> _Written instruction_:
Begin at the line that holds "Mark the tractor" and copy each line exactly until the data below ends, including that last line but no pictures.

┄┄┄┄┄┄┄┄┄┄

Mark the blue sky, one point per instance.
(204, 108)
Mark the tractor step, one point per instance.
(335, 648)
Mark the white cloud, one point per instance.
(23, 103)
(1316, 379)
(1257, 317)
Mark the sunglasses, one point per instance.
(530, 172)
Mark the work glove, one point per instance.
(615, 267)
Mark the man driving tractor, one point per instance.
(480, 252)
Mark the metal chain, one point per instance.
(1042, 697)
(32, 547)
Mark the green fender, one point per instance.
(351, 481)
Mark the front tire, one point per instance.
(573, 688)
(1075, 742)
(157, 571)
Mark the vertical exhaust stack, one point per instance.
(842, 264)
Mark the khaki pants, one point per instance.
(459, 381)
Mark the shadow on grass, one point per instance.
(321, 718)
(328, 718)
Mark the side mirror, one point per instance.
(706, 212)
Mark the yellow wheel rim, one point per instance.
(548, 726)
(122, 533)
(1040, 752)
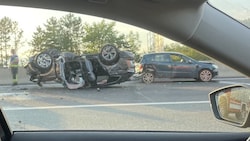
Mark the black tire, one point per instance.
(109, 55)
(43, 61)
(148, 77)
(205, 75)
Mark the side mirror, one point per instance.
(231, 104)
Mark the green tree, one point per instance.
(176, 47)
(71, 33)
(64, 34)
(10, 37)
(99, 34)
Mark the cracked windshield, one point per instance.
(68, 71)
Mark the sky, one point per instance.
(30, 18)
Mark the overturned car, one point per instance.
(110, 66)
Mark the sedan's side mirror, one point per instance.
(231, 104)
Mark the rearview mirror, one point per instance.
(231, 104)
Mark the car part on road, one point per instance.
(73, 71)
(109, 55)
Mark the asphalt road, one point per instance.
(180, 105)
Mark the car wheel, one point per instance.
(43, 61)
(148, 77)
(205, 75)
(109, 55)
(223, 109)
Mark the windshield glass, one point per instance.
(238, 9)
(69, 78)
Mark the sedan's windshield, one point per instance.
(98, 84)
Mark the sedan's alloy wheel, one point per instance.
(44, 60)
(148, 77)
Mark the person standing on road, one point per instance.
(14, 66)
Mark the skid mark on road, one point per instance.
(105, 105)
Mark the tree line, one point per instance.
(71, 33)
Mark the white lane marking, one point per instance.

┄┄┄┄┄┄┄┄┄┄

> _Result_:
Mark the tractor step, one point per instance.
(335, 648)
Mark the white cloud, one point per instance.
(23, 103)
(1316, 379)
(1257, 317)
Mark the sunglasses, one point per instance.
(530, 172)
Mark the work glove, one point per instance.
(615, 267)
Mark the man driving tractor, one point per instance.
(480, 252)
Mark the metal chain, one point per instance.
(1042, 697)
(32, 547)
Mark the green fender, one point per instance.
(351, 481)
Mark the front tire, one point per instance.
(573, 688)
(1075, 742)
(157, 571)
Mark the vertical exhaust stack, one point per instance.
(842, 264)
Mark the khaki pants, one point per instance.
(459, 381)
Mark the shadow on grass, one point per instance.
(321, 718)
(328, 718)
Mark the side mirror, one point per instance.
(706, 212)
Mark the yellow wheel rim, one point per instance.
(548, 726)
(122, 533)
(1040, 752)
Mark the black tire, one point per instance.
(109, 55)
(43, 61)
(148, 77)
(205, 75)
Mark the side mirror, one point per instance.
(231, 104)
Mark the green tree, one point per instance.
(176, 47)
(71, 33)
(64, 34)
(10, 37)
(99, 34)
Mark the cracked windshield, one point per instance.
(68, 71)
Mark the sky, one point per instance.
(30, 18)
Mark the overturned car, one point per instance.
(110, 66)
Mark the sedan's side mirror, one point per instance.
(231, 104)
Mark the rearview mirror, one point per instance.
(231, 104)
Mark the car part on road, one point per instance.
(73, 71)
(109, 55)
Mark the asphalt road, one point per instance.
(180, 105)
Mark the car wheel, one point per instance.
(43, 61)
(148, 77)
(205, 75)
(109, 55)
(223, 109)
Mark the windshield glass, one point per instance.
(238, 9)
(69, 78)
Mark the sedan's windshield, one point per instance.
(98, 84)
Mark the sedan's alloy wheel, one point per instance.
(44, 60)
(148, 77)
Mark the person standing on road, one point per instance.
(14, 66)
Mark the skid mark on road, one point per instance.
(105, 105)
Mark the tree line, one point per instance.
(71, 33)
Mark the white lane marking, one point per instance.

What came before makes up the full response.